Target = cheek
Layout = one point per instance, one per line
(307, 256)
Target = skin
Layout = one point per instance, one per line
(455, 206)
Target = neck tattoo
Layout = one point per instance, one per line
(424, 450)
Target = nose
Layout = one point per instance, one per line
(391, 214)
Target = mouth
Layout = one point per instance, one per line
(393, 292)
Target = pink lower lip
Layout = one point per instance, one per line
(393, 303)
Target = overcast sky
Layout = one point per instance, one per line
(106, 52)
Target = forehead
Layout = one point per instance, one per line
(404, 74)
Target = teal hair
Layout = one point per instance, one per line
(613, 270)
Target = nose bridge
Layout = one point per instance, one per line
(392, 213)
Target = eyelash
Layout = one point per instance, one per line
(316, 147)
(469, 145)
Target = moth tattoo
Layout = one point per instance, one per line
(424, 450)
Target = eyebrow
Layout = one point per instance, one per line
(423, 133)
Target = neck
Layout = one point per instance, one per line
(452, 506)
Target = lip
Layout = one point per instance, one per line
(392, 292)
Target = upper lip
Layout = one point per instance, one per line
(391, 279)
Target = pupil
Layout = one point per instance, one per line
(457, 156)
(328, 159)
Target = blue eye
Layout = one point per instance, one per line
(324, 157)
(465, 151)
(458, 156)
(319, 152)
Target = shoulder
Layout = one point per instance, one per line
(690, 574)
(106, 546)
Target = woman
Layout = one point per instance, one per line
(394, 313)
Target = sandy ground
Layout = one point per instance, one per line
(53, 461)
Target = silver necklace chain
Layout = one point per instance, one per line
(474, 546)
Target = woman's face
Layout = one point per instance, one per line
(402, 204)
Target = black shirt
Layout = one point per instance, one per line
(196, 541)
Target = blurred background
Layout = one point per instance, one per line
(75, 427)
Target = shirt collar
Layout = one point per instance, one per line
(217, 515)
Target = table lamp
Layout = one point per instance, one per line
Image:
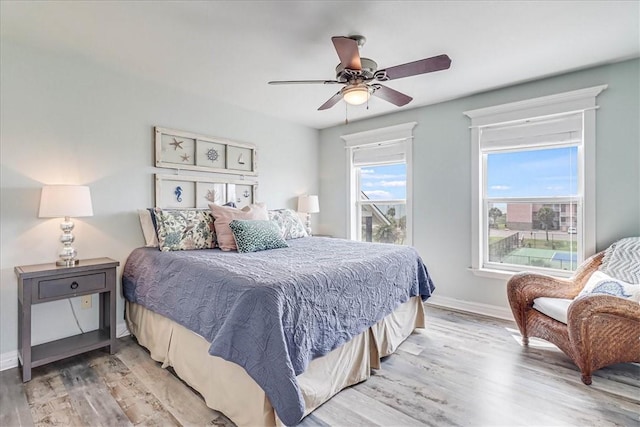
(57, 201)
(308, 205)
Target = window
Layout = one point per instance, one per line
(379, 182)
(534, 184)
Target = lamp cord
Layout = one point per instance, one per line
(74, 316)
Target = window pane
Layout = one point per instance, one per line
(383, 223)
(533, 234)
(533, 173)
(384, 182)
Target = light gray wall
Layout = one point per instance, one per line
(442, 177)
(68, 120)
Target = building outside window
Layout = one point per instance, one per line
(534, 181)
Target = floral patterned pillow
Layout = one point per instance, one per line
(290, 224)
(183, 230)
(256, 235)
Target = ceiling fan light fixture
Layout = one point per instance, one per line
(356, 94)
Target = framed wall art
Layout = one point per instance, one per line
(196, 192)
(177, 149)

########################################

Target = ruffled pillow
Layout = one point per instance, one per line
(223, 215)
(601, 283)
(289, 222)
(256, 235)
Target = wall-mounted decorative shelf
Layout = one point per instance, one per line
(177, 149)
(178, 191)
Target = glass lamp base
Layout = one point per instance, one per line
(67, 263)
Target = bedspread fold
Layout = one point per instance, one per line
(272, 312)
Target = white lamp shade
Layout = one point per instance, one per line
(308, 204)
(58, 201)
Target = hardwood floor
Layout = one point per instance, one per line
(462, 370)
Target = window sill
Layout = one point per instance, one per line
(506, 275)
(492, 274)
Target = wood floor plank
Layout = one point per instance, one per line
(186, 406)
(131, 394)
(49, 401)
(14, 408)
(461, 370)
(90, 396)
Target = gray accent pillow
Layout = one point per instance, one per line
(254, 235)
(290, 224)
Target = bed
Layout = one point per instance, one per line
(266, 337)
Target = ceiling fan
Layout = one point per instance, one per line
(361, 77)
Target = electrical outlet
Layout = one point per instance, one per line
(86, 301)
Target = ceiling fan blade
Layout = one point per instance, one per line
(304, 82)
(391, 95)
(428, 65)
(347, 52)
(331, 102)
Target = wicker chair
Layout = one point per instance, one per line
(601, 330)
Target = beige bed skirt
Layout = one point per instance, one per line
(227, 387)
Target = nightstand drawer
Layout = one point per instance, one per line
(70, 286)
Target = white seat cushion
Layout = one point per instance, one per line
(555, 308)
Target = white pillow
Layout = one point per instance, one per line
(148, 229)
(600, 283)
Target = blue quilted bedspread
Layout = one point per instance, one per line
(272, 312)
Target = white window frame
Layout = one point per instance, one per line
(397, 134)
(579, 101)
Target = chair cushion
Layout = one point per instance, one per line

########################################

_What this task involves:_ Extract each line of the records above that contains the word "pillow", matching case exactly.

_Written answer:_
Target = floral patterned pillow
Target = ruffled pillow
Target = gray accent pillow
Target = white pillow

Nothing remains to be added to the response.